## Problem to solve
Every line of the material below should be repeated exactly.
━━━━━ Material for this exercise
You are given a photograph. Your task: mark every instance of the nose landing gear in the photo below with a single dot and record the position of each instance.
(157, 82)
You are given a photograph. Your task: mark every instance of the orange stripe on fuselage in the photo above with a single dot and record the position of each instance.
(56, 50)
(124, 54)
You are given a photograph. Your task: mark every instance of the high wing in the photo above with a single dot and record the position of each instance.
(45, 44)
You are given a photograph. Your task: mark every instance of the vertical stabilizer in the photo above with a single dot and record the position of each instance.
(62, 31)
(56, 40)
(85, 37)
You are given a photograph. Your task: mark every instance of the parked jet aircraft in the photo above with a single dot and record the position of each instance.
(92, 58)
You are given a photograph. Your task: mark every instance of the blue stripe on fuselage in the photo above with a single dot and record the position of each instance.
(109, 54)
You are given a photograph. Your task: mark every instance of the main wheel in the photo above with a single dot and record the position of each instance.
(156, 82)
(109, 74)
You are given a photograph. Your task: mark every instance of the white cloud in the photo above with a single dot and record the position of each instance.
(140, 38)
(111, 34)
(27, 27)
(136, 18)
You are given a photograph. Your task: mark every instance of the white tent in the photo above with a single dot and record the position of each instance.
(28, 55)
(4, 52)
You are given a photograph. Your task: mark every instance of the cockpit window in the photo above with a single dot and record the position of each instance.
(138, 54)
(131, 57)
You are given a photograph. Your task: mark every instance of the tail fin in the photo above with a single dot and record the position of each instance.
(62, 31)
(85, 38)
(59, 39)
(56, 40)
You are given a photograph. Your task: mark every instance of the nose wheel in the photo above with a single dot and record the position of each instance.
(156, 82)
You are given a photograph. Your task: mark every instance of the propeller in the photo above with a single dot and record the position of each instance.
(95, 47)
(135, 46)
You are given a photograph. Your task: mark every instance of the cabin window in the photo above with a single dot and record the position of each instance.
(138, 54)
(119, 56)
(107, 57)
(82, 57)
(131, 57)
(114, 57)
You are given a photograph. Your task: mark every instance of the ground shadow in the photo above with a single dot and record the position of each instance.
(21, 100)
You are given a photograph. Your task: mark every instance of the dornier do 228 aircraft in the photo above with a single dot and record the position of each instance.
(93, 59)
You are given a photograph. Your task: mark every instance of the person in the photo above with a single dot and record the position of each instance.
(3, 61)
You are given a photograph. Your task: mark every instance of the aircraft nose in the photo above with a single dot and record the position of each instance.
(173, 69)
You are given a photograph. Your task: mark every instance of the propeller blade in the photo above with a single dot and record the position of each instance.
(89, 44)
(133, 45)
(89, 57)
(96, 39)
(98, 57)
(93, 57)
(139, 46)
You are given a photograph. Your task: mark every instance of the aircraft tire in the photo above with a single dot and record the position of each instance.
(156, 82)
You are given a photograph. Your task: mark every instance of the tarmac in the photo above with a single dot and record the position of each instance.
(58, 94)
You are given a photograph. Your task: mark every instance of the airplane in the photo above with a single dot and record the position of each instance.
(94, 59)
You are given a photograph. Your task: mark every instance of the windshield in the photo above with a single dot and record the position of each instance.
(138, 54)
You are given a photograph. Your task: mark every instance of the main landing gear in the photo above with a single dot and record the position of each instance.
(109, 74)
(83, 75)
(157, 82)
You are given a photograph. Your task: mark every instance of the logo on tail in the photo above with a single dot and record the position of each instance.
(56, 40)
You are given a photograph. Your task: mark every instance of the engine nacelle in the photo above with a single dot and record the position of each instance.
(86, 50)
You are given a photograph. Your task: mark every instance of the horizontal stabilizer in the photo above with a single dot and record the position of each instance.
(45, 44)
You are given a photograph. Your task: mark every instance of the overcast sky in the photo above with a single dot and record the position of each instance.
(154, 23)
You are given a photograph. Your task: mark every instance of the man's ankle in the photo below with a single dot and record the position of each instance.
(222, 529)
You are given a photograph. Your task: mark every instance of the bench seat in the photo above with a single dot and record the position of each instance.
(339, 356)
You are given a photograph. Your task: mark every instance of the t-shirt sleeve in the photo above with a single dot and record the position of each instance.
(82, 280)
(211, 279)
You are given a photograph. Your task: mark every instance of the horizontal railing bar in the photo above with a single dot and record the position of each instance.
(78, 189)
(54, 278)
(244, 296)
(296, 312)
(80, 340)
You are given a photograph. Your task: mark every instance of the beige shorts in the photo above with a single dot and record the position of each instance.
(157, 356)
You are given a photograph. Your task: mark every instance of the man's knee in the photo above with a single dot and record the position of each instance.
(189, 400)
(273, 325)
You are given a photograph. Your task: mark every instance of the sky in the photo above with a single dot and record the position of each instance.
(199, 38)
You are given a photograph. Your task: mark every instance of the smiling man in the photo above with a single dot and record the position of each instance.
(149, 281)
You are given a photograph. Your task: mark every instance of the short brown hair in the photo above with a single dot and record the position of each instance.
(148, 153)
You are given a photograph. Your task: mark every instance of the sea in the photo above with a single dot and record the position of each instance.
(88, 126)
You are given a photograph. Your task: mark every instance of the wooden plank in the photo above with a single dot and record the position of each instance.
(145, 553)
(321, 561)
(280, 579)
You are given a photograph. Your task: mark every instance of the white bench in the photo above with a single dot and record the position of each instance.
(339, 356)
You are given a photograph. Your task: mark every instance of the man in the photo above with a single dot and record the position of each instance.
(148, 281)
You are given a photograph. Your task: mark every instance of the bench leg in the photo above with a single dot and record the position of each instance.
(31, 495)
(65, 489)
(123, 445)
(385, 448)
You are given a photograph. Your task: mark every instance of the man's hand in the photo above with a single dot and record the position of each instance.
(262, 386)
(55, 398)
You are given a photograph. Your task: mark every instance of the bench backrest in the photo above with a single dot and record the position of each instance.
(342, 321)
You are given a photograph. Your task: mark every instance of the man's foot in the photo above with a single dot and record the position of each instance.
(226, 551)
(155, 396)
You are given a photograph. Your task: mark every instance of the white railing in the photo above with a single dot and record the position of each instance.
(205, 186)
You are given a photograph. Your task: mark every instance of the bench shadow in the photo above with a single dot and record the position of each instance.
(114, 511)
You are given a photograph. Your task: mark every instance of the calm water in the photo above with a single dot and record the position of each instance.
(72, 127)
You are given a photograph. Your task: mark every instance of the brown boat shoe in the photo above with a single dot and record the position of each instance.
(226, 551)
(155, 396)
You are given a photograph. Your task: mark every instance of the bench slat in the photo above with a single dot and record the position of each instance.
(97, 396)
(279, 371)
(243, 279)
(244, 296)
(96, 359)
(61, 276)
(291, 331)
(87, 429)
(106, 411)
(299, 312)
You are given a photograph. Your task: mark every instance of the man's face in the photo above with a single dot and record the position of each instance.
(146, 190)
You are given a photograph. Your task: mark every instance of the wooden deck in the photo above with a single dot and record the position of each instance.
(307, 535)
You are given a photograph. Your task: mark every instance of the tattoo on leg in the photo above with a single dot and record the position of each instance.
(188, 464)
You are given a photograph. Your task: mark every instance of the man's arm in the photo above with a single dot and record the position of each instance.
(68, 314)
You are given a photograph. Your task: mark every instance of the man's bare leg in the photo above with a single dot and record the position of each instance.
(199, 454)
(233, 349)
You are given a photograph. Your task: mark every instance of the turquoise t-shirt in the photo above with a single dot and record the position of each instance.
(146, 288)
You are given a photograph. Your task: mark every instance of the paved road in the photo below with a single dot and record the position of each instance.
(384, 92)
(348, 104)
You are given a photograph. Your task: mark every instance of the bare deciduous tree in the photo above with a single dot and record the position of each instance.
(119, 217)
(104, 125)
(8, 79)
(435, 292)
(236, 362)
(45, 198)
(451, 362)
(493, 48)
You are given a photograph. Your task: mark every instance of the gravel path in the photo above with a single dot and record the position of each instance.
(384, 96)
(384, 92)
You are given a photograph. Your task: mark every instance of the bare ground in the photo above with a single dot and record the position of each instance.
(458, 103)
━━━━━━━━━━
## Response to the exercise
You are given a photograph. Your task: mark every instance of the nose landing gear in the photo below with a single dot and record the position of each instance.
(157, 82)
You are given a photograph. Your task: mark every instance of the orange stripe on fuselage in the photo above with a single dot and record the position of each instance.
(56, 50)
(124, 54)
You are given a photograph. Your task: mark every instance of the high wing in the photo above with a single dot and record the position of each instance.
(45, 44)
You are given a photograph. Your task: mark every instance of the vertical stabilizer in the photo above with a single dot and record the position of each instance.
(62, 31)
(56, 40)
(85, 37)
You are given a photograph. Your task: mark every instance of the parked jet aircraft in the photo above with a single dot and record the position of each instance.
(92, 58)
You are given a photograph. Your task: mark every instance of the blue stripe on fuselage in the photo above with a single dot and record the position of each instance.
(109, 54)
You are given a photograph. Your task: mark every instance of the main wheel in the photo above with a single dot and record the position of each instance.
(156, 82)
(109, 74)
You are given a photograph. Your task: mark every instance of the white cloud in the photo above with a single dot and record the position of each instance.
(140, 38)
(111, 34)
(27, 27)
(136, 18)
You are given a photograph. Your task: mark every instance of the white tent in the photo above with a single dot and record the position of each instance.
(28, 55)
(4, 52)
You are given a photograph. Your task: mark every instance of the cockpit window in the photo above with a single dot and record the position of each instance.
(138, 54)
(131, 57)
You are given a photograph. Your task: mark every instance of the tail fin in the photo above with a single dot and record the position of each instance.
(62, 31)
(85, 38)
(59, 39)
(56, 40)
You are given a photograph. Your task: mark every instance of the nose wheel in the photo above with a single dot and record the position of each instance.
(156, 82)
You are given a photograph. Your task: mark every instance of the propeller in the photo above with a single dot and record the position of each instance.
(95, 47)
(135, 46)
You are given a photograph. Your task: mark every instance of the cabin window in the photo above with a single dot and record the position of each instance.
(138, 54)
(119, 56)
(107, 57)
(82, 57)
(131, 57)
(114, 57)
You are given a photograph. Your task: mark every instance of the ground shadow in the photo above with a single dot and record the position of each instance.
(21, 100)
You are given a photograph. Your task: mark every instance of the dornier do 228 aircraft in the photo above with a single dot and record the position of each instance.
(93, 59)
You are given a photograph. Your task: mark every instance of the person in the photo above with a single dot and record the position of each instance.
(3, 61)
You are given a photograph. Your task: mark every instance of the aircraft nose in the photo above with a single dot and record the position of each instance.
(173, 69)
You are given a photograph. Your task: mark every instance of the propeller blade in the photo above with a single dot and record the position of each instance.
(89, 44)
(133, 45)
(89, 57)
(96, 39)
(98, 57)
(93, 57)
(139, 46)
You are given a photograph. Your task: mark every instance of the aircraft tire in the photo above with a single dot and record the position of each instance.
(156, 82)
You are given a photograph. Your task: mark every instance of the tarmac in the photo above with a single dot and record the position of each instance.
(58, 94)
You are given a photograph. Your task: mark every instance of the airplane in the photo above with a single dot and record the position of each instance.
(94, 59)
You are given a photograph. Your task: mark every instance of the windshield in the photo above with a single dot and record the position of each instance.
(138, 54)
You are given a photograph. Your task: mark every instance of the main landing gear in the photo above with a single dot and record the position of each instance.
(109, 74)
(83, 75)
(157, 82)
You are given a photograph. Your task: mark every instance of the logo on tail in the photo above with a single dot and record the position of each instance.
(56, 40)
You are given a photograph. Your task: mark every instance of the engine nacelle in the photo above with a single dot and record the position of each instance.
(86, 50)
You are given a photograph. Your task: mark every instance of the horizontal stabilizer in the photo above with a single dot and record the position of each instance.
(45, 44)
You are given a photograph. Your task: mark every instance of the overcast sky in the photo above with a single dot and record the position of each instance.
(154, 23)
You are given a photograph. Your task: mark every instance of the man's ankle in the photo below with a single dot and record the position of each instance.
(222, 529)
You are given a photograph. Your task: mark every instance of the bench seat in the photo above with a single dot and record the position of each instance.
(339, 356)
You are given a photograph. Your task: mark every instance of the t-shirt sleeve in the photo above with a single dot and record the position of each instance.
(82, 280)
(211, 279)
You are given a photograph. Your task: mark every instance of the horizontal railing bar in the photo above with a single dot and record the position of each instance.
(78, 189)
(54, 278)
(244, 296)
(296, 312)
(80, 340)
You are given a photograph. Your task: mark every instance of the beige shorts in the photo above with a single dot and record the position of each instance.
(157, 356)
You are given a photograph. Your task: mark every instance of the man's knee in the photo above with a single dot and record the position of each instance.
(189, 400)
(273, 325)
You are given a photograph. Your task: mark every instance of the sky in the photo above with a single dot and record the position of each instance.
(199, 38)
You are given a photograph. Your task: mark every instance of the smiling man in the photo above with a single dot and record the position of each instance.
(149, 281)
You are given a photograph. Your task: mark every instance of the short brown hair in the photo above with a single dot and record the position of each instance.
(148, 153)
You are given a photograph. Your task: mark every instance of the sea in the photo above with a single dot and record the position of each instance.
(88, 126)
You are given a photograph. Your task: mark every instance of the wooden plank in the photo above with a single dot and record the position of each instance.
(145, 553)
(321, 561)
(280, 579)
You are given a photograph. Your task: mark every instance of the white bench in the photo above with a single dot and record the position of each instance.
(339, 356)
You are given a photograph. Your task: mark every instance of the man in the photo above with a single dot and record the position of each instance.
(148, 281)
You are given a photograph. Your task: mark every instance of the bench leg in the photo above with a single dot and record the position of each instance.
(31, 495)
(65, 489)
(123, 445)
(385, 448)
You are given a photograph. Your task: mark every instance of the man's hand in the photo above with a single dot and record the position of each instance.
(262, 386)
(55, 398)
You are given a photograph. Your task: mark every instance of the bench backrest in the photo above with a single dot and record the position of each instance.
(342, 321)
You are given a photograph. Your task: mark every instance of the man's foot in the photo above with a single dot and record the position of each instance.
(226, 551)
(155, 396)
You are given a photograph. Your task: mark every instance of the white railing in the photo above with a single dot and record the position of each instance.
(205, 186)
You are given a photograph. Your task: mark every instance of the bench shadow in the photo above with a single dot and record the position of each instance.
(114, 511)
You are given a photograph. Your task: mark every instance of the calm water in the photo above with a single dot and record the position of each instance.
(72, 127)
You are given a photograph. Your task: mark every instance of the brown boat shoe in the photo above with a single dot and record the position of each instance.
(226, 551)
(155, 396)
You are given a photograph. Your task: mark every instance of the bench slat in the photo above with a single dot and record the position of each instance.
(97, 396)
(279, 371)
(243, 279)
(244, 296)
(96, 359)
(61, 276)
(291, 331)
(87, 429)
(106, 411)
(299, 312)
You are given a photograph. Your task: mark every instance of the man's face in the photo above with a single dot and record the position of each instance.
(146, 190)
You are given a photograph. Your task: mark every instance of the wooden deck in the photo above with a single dot and record the position of each instance.
(307, 535)
You are given a photograph. Your task: mark every instance of the tattoo on leg in the photo above with a single dot and record the position of each instance.
(188, 464)
You are given a photograph. Your task: mark every instance of the man's arm in the photo above with a single dot and record the position of each instance.
(68, 314)
You are given a photograph. Your task: mark every instance of the man's bare leg in the photo above with a single dot and record the position of each instance.
(199, 454)
(233, 349)
You are given a photograph. Your task: mark every instance of the turquoise t-shirt in the photo above with a single dot and record the position of each instance.
(146, 288)
You are given a photograph. Your task: mark every instance of the paved road in the photo below with a single dot and record the position of each instance.
(384, 92)
(348, 104)
You are given a photograph. Your task: mark every instance of the bare deciduous tree in the photo above with a single dot and record the position of each instance.
(119, 217)
(104, 125)
(8, 79)
(435, 292)
(236, 362)
(45, 198)
(451, 362)
(493, 48)
You are given a photograph. Your task: mark every instance of the gravel path in the photo above with a single dot and record the position of each instance.
(384, 96)
(384, 92)
You are given a photograph. Your task: mark every instance of the bare ground in the photo above with a single dot and record the position of each instance.
(458, 103)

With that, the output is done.